RECORDS FOR THE TASK:
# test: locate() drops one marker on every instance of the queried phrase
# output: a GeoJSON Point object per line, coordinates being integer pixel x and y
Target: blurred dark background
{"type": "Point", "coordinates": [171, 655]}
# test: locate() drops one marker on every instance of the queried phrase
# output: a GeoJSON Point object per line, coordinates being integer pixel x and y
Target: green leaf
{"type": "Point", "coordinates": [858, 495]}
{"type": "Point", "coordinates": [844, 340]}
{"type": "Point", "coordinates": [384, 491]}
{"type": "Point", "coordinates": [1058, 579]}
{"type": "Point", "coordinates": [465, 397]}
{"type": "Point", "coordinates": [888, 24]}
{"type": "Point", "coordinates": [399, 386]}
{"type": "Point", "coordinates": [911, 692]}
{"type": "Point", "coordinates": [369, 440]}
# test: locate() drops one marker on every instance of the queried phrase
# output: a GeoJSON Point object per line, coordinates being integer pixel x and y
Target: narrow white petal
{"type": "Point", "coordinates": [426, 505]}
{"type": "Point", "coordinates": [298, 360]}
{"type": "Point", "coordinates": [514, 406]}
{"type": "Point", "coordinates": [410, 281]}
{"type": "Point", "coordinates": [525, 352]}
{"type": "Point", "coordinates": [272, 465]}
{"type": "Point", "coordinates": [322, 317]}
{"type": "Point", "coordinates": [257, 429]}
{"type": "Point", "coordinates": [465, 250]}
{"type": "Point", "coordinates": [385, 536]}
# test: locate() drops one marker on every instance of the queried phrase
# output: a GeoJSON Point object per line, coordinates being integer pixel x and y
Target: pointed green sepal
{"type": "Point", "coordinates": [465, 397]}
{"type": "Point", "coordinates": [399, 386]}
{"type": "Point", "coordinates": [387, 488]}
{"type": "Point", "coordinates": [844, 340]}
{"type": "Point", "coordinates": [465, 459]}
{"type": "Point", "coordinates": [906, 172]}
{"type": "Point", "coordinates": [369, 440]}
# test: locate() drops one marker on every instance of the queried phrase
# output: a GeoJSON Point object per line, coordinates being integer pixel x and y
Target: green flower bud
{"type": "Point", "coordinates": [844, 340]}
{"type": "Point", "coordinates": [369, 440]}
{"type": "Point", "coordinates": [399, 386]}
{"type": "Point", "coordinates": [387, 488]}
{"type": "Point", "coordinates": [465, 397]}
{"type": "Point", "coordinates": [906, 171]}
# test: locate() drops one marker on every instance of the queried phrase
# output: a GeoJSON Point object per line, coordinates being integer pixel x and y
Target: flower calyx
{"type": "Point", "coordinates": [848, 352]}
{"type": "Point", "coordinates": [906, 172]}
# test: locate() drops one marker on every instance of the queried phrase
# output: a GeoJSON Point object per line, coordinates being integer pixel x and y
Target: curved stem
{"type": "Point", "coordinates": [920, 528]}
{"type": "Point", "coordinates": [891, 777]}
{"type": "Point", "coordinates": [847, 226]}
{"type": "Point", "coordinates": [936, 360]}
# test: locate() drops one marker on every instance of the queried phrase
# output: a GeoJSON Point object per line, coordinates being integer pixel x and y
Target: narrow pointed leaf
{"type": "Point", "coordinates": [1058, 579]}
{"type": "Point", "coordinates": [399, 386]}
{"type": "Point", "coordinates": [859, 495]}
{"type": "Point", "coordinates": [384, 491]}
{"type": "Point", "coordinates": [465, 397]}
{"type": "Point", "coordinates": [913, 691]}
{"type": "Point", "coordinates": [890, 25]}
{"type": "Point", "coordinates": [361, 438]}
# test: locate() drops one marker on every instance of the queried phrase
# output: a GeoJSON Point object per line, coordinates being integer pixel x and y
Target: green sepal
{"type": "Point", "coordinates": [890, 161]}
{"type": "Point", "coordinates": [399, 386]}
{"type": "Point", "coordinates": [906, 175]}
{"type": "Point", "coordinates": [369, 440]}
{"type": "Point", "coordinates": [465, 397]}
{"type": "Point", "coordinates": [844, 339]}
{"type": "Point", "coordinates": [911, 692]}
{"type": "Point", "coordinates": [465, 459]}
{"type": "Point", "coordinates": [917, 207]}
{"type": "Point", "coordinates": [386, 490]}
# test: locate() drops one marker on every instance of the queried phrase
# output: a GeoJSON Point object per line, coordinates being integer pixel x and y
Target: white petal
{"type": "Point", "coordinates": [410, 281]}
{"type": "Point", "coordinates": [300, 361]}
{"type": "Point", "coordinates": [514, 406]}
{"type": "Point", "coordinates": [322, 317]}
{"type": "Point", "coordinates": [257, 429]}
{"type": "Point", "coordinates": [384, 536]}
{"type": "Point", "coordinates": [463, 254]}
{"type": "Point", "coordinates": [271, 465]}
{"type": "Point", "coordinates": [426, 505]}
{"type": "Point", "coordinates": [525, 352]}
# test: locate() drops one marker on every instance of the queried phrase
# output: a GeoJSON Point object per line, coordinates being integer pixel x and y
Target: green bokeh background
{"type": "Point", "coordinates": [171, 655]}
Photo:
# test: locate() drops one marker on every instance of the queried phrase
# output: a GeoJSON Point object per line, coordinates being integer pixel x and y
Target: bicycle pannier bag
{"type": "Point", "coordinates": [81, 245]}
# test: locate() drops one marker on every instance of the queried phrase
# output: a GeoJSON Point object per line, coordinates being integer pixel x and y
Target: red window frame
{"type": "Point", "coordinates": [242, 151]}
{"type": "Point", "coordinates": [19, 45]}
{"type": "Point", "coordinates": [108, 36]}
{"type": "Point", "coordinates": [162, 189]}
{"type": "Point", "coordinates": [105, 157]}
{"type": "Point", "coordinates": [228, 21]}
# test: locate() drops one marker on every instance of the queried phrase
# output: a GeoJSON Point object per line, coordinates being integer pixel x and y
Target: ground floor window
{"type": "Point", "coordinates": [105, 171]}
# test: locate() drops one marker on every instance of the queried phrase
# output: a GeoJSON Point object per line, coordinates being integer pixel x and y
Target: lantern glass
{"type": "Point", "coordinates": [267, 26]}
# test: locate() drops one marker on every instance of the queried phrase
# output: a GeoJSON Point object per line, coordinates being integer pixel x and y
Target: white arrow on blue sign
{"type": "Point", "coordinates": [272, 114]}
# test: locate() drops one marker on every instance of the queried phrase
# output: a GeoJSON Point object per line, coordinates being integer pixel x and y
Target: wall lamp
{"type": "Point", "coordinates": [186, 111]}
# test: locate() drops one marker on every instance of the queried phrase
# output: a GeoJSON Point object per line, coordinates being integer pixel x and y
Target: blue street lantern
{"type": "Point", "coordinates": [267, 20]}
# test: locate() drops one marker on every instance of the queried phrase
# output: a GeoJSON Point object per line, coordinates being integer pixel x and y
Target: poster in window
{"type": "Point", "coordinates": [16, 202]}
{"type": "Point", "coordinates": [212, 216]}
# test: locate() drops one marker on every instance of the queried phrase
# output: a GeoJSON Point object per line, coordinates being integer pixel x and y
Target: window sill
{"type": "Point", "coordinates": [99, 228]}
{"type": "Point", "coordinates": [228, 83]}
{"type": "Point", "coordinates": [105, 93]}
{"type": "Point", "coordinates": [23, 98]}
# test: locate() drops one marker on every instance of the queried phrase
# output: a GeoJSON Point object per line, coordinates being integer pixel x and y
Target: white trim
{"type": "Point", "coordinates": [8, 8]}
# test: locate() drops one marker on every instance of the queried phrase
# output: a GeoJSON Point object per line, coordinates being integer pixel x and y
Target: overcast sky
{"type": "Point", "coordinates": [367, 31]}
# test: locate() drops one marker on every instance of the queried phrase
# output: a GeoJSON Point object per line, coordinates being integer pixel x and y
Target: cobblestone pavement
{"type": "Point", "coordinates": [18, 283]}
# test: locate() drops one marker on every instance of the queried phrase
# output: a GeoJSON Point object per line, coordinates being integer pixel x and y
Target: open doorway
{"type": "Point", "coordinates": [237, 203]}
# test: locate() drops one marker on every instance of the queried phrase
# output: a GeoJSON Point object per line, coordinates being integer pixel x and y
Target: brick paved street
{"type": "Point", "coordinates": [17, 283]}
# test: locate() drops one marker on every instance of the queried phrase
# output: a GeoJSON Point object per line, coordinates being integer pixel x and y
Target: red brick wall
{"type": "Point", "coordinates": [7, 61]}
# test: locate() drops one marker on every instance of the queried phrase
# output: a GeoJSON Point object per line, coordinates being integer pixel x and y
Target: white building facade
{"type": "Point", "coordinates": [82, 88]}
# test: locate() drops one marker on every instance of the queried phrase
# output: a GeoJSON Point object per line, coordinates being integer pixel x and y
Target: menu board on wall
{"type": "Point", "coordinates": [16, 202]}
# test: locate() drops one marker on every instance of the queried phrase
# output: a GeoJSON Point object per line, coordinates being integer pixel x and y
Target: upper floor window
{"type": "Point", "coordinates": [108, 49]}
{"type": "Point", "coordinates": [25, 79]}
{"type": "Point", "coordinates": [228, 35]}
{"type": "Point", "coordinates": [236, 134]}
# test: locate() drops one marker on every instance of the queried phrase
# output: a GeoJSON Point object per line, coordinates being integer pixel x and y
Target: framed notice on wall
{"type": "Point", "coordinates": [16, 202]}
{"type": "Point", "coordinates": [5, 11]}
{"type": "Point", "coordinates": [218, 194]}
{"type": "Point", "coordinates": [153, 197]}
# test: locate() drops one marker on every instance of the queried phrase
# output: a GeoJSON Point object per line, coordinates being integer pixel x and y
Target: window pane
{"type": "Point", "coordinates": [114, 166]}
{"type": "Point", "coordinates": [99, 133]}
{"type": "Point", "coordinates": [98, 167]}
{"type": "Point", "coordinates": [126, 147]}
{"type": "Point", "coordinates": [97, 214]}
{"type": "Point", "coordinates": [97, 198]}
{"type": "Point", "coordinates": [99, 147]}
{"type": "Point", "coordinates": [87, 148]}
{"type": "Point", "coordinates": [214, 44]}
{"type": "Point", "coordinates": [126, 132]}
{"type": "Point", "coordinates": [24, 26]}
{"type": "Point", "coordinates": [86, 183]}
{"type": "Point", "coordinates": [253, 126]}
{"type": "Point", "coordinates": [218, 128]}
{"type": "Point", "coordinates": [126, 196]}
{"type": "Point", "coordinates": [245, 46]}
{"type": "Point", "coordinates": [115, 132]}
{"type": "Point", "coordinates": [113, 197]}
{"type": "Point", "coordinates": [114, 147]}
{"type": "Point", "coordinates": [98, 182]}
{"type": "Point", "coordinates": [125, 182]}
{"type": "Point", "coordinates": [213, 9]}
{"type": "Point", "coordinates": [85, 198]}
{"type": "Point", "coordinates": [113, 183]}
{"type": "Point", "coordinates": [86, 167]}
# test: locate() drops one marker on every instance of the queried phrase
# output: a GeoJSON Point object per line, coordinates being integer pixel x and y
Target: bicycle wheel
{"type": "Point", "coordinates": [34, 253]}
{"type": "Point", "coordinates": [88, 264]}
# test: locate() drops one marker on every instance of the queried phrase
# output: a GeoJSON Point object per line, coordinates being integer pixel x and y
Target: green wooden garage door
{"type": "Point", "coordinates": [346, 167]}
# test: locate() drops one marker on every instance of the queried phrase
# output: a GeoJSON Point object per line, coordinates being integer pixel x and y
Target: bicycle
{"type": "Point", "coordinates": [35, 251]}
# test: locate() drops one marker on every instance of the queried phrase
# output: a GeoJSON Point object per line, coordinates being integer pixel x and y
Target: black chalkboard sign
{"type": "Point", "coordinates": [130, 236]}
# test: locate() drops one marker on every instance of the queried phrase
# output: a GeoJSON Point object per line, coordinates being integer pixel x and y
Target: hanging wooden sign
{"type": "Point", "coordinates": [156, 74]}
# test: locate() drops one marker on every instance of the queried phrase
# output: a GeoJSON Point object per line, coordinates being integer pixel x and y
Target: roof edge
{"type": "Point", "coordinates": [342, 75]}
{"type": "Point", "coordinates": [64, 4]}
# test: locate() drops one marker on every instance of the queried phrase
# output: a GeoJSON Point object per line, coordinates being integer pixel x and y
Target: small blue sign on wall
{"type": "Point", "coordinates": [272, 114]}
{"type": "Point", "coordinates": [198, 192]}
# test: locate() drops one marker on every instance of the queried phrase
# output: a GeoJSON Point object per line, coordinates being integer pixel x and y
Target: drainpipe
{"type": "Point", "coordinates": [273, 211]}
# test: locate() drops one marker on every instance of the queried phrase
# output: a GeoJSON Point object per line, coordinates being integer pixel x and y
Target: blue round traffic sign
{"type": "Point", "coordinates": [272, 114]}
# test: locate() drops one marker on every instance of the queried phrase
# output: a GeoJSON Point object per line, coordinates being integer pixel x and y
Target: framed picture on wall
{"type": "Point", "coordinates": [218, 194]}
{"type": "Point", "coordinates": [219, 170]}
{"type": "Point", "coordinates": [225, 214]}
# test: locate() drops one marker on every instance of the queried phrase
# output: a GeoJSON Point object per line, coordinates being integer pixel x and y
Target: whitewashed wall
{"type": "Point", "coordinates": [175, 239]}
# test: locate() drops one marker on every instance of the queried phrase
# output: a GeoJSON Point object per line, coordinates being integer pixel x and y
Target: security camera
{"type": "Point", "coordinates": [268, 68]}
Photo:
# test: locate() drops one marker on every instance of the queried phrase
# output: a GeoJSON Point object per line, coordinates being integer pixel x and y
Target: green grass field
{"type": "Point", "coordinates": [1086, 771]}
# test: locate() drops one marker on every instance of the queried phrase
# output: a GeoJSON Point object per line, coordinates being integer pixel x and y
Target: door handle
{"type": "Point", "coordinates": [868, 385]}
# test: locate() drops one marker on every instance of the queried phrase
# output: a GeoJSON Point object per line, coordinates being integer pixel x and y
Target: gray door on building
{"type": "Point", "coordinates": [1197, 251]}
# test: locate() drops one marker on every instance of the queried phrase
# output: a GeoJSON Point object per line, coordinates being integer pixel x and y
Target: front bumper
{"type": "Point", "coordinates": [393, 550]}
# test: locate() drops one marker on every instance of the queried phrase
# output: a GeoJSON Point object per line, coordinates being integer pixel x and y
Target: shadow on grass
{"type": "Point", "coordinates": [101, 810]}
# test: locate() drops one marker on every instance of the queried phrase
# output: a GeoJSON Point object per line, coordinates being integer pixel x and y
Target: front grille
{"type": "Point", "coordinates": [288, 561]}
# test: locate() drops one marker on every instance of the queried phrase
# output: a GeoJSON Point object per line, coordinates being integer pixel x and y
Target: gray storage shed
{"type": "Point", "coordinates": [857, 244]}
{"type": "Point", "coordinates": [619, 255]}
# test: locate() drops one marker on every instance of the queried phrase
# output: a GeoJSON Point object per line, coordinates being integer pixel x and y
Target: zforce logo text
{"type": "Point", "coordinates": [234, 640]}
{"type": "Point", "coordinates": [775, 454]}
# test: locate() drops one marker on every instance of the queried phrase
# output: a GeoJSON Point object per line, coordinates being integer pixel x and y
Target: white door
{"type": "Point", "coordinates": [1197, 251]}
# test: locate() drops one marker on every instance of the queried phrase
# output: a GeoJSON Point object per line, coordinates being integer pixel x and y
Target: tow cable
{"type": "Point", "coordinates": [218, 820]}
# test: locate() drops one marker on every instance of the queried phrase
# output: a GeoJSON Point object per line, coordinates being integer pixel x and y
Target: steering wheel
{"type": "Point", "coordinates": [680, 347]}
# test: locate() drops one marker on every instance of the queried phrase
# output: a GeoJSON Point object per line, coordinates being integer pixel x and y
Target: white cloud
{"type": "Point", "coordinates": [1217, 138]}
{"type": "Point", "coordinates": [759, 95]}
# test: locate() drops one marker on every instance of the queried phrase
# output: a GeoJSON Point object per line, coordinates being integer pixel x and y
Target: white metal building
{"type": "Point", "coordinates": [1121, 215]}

WHAT IS BEING ASKED: Report every line above that contains the string "sign", copying each such line in full. Case counts.

WRITTEN SOLUTION:
Target: white arrow on blue sign
Target: black chalkboard sign
Target: hanging wooden sign
Target: small blue sign on wall
Target: blue round traffic sign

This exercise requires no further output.